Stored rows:
**********

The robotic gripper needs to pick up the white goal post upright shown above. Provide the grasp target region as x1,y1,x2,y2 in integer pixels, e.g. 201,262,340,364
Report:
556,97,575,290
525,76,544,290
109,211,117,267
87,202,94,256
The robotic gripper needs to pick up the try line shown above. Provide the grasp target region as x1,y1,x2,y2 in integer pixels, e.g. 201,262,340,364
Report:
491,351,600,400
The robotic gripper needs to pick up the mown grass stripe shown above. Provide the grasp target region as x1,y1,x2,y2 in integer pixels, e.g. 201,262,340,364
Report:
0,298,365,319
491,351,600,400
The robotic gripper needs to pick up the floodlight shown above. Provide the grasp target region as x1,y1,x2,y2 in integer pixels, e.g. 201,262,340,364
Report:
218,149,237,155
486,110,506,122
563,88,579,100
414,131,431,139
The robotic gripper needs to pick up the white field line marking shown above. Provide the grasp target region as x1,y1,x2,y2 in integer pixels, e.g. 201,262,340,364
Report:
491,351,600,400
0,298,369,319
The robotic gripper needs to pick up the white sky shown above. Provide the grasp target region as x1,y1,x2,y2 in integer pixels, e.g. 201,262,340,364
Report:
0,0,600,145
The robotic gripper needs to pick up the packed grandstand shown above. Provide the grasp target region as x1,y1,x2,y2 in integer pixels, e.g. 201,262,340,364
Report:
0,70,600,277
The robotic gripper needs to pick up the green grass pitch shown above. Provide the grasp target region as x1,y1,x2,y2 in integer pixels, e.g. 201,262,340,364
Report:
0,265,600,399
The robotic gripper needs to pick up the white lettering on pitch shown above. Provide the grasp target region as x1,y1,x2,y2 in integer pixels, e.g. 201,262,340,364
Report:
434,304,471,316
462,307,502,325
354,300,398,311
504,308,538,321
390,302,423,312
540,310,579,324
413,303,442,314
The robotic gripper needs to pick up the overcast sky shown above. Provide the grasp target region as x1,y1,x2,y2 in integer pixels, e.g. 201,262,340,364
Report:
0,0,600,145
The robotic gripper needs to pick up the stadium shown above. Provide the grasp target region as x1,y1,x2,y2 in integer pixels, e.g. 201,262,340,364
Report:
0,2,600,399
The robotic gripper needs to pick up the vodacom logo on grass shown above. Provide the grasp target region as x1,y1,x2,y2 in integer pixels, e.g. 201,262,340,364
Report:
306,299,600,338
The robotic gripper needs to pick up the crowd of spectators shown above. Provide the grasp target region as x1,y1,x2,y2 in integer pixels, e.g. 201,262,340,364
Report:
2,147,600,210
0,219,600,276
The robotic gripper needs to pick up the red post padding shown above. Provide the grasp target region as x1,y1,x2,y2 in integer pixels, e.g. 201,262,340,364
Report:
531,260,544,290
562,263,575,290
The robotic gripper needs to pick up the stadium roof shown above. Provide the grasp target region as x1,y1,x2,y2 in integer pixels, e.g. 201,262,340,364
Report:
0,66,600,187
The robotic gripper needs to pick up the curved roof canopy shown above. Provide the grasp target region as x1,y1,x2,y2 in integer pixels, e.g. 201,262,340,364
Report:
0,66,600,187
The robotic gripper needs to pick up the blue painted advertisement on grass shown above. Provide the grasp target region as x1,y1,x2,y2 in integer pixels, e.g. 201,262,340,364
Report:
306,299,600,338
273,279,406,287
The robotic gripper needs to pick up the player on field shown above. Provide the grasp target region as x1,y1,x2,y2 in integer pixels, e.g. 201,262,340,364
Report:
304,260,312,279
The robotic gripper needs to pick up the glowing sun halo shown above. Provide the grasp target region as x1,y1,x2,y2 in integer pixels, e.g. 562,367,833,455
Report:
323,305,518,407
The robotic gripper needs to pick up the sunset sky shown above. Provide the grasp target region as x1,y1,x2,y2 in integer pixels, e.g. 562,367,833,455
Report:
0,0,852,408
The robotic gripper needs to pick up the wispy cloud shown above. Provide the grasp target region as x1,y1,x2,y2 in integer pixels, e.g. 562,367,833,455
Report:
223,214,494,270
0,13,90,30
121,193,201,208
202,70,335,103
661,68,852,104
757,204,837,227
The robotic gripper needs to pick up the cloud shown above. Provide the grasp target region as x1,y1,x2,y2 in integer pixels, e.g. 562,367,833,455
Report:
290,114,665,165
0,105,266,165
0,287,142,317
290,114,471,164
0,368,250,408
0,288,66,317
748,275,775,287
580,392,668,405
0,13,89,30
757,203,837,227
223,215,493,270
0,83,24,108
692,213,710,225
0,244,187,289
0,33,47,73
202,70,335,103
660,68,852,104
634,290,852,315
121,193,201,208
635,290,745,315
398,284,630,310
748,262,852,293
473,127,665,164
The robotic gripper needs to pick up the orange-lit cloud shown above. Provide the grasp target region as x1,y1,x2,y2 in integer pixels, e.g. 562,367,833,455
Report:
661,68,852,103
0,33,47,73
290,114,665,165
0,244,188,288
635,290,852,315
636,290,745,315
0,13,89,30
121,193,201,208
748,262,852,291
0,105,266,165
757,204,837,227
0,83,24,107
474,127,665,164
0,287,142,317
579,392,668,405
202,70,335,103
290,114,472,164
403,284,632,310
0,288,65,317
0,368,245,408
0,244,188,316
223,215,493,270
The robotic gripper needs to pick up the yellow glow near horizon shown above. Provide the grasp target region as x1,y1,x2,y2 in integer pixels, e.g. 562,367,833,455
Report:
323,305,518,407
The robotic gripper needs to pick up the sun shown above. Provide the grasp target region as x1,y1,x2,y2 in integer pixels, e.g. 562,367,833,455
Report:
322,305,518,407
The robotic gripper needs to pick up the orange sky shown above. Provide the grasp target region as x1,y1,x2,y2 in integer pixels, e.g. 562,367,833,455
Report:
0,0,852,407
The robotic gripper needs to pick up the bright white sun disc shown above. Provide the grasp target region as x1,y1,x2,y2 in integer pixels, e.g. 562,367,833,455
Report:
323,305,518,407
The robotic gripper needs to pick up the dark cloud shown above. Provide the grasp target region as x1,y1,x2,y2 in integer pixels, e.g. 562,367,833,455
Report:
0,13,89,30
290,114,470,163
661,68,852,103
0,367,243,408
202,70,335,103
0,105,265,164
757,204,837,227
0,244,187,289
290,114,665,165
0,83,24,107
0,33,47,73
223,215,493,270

**********

**What is needed:** Please extract all of the rows above, copying every line without any change.

**Completed task:**
The robotic gripper needs to pick up the white goal post upright shown above. Provide the grasp target region as x1,y1,x2,y2 in integer pixels, e.g. 201,262,340,364
Report:
556,97,575,290
525,76,544,290
109,211,117,267
87,202,94,256
The robotic gripper needs to pick up the try line shown above. Provide the grasp target region as x1,y1,x2,y2 in integer pixels, e.g. 201,262,340,364
Report:
491,351,600,400
The robotic gripper needs to pick up the mown grass stripe shown above. Provide the grasp target region as x1,y1,x2,y2 in integer pixels, e.g. 201,262,340,364
Report:
0,298,365,319
491,351,600,400
The robotic gripper needs to pick up the floodlight shown above. Provide the grasp target region as x1,y1,x2,y2 in integer pixels, e.g. 201,262,340,364
Report:
218,149,237,155
486,110,506,122
563,88,579,100
414,131,431,139
The robotic gripper needs to pick up the white field line marking shown above. Provide the grasp target region as x1,y1,x2,y2 in integer pixels, e.g. 201,262,340,364
Report:
491,351,600,400
0,298,369,319
The robotic gripper needs to pick up the white sky shown above. Provide the grasp target region as x1,y1,x2,y2 in integer pixels, e.g. 201,262,340,364
Report:
0,0,600,145
The robotic gripper needs to pick up the packed grandstand shown above. Provide the grasp target region as x1,y1,x2,y2 in integer pixels, e.g. 201,262,340,364
Report:
0,70,600,277
The robotic gripper needs to pick up the green grass pitch shown above. Provide the grasp target region as x1,y1,x2,y2 in integer pixels, e.g. 201,262,340,364
Report:
0,265,600,399
The robotic gripper needs to pick up the white lettering on pitch shown above. Provide the grasp target region as x1,y1,x2,y2 in integer pixels, e.g. 201,262,340,364
Report:
434,304,471,316
462,307,502,325
354,300,398,311
504,308,538,321
390,302,423,312
540,310,579,324
413,303,442,314
The robotic gripper needs to pick up the overcast sky shown above. Provide the grasp target region as x1,y1,x2,y2 in integer pixels, e.g. 201,262,340,364
Report:
0,0,600,145
The robotic gripper needs to pick up the stadium shown above. Provide the grasp target region as x1,y1,x2,y2 in integer pixels, e.g. 201,262,340,364
Report:
0,2,600,399
The robotic gripper needs to pick up the vodacom logo on grass shown above. Provide the grasp target region as x1,y1,x2,y2 in integer pixels, e.g. 201,262,340,364
Report:
306,299,600,338
The robotic gripper needs to pick up the crowd of spectators shown above. Provide the grasp target region as x1,y1,x2,y2 in integer pixels, e.g. 201,262,340,364
Report:
2,147,600,210
0,219,600,276
The robotic gripper needs to pick up the red post padding shown above. Provide the grasp target region as x1,y1,x2,y2 in integer pixels, e.g. 201,262,340,364
Report:
531,260,544,290
562,263,575,290
The robotic gripper needs to pick up the stadium roof shown above. Provide the grasp target region as x1,y1,x2,y2 in integer pixels, e.g. 201,262,340,364
Report:
0,66,600,187
The robotic gripper needs to pick up the curved roof canopy shown above. Provide the grasp target region as x1,y1,x2,y2 in integer pixels, e.g. 201,262,340,364
Report:
0,66,600,187
The robotic gripper needs to pick up the blue painted advertisement on grass shown above. Provide the grasp target region as x1,y1,x2,y2 in integer pixels, e.g. 201,262,340,364
Report:
306,299,600,338
273,279,406,287
The robotic gripper needs to pick up the player on field shown above. Provide the grasp target region as x1,y1,x2,y2 in integer pixels, e.g. 201,262,340,364
Report:
304,260,312,279
The robotic gripper needs to pick up the glowing sun halo shown above. Provide the grasp target region as x1,y1,x2,y2 in integer pixels, e.g. 562,367,833,455
Report:
323,305,518,407
The robotic gripper needs to pick up the sunset sky shown above. Provide the grasp target region as x1,y1,x2,y2 in integer pixels, e.g. 562,367,833,455
Report:
0,0,852,408
The robotic gripper needs to pick up the wispy cloud shown above. Provide the grasp target region as x1,y1,x2,y2 in integer pixels, e.g. 562,367,833,455
Report:
223,214,494,270
0,13,90,30
121,193,201,208
202,70,335,103
661,68,852,104
757,204,837,227
The robotic gripper needs to pick up the cloud shown above. Provide the grasp target region as x1,y1,x2,y2 in integer pixels, e.g. 562,367,833,455
Report:
290,114,665,165
0,105,266,165
0,287,142,317
290,114,471,164
0,368,250,408
0,288,66,317
748,275,775,287
580,392,668,405
0,13,89,30
757,203,837,227
223,215,493,270
0,83,24,108
692,213,710,225
0,244,187,289
0,33,47,73
202,70,335,103
660,68,852,104
634,290,852,315
121,193,201,208
635,290,745,315
398,284,630,310
748,262,852,293
473,127,665,164
The robotic gripper needs to pick up the orange-lit cloud shown above. Provide the grasp target region as x1,y1,x2,y2 in integer pixels, e.g. 562,367,833,455
Report:
661,68,852,103
0,33,47,73
290,114,665,165
0,244,188,288
635,290,852,315
636,290,745,315
0,13,89,30
121,193,201,208
748,262,852,291
0,105,266,165
757,204,837,227
0,83,24,107
474,127,665,164
0,287,142,317
579,392,668,405
202,70,335,103
290,114,472,164
403,284,632,310
0,288,65,317
0,368,245,408
0,244,188,316
223,215,493,270
The robotic gripper needs to pick up the yellow glow near horizon shown above. Provide the grasp target region as x1,y1,x2,y2 in integer pixels, e.g. 562,367,833,455
Report:
323,305,518,407
The robotic gripper needs to pick up the sun shown above. Provide the grasp target region as x1,y1,x2,y2 in integer pixels, e.g. 562,367,833,455
Report:
322,305,518,407
The robotic gripper needs to pick up the orange sky shown above. Provide the grasp target region as x1,y1,x2,y2 in integer pixels, e.g. 562,367,833,455
Report:
0,0,852,407
The robotic gripper needs to pick up the bright white sun disc shown above. Provide the grasp target region as x1,y1,x2,y2 in integer pixels, e.g. 562,367,833,455
Report:
323,305,518,407
The robotic gripper needs to pick up the dark cloud shown above. Provide the grasp target region as x1,y1,x2,y2 in integer pixels, e.g. 562,367,833,455
Report:
0,13,89,30
290,114,470,163
661,68,852,103
0,367,243,408
202,70,335,103
0,105,265,164
757,204,837,227
0,244,187,289
290,114,665,165
0,83,24,107
0,33,47,73
223,215,493,270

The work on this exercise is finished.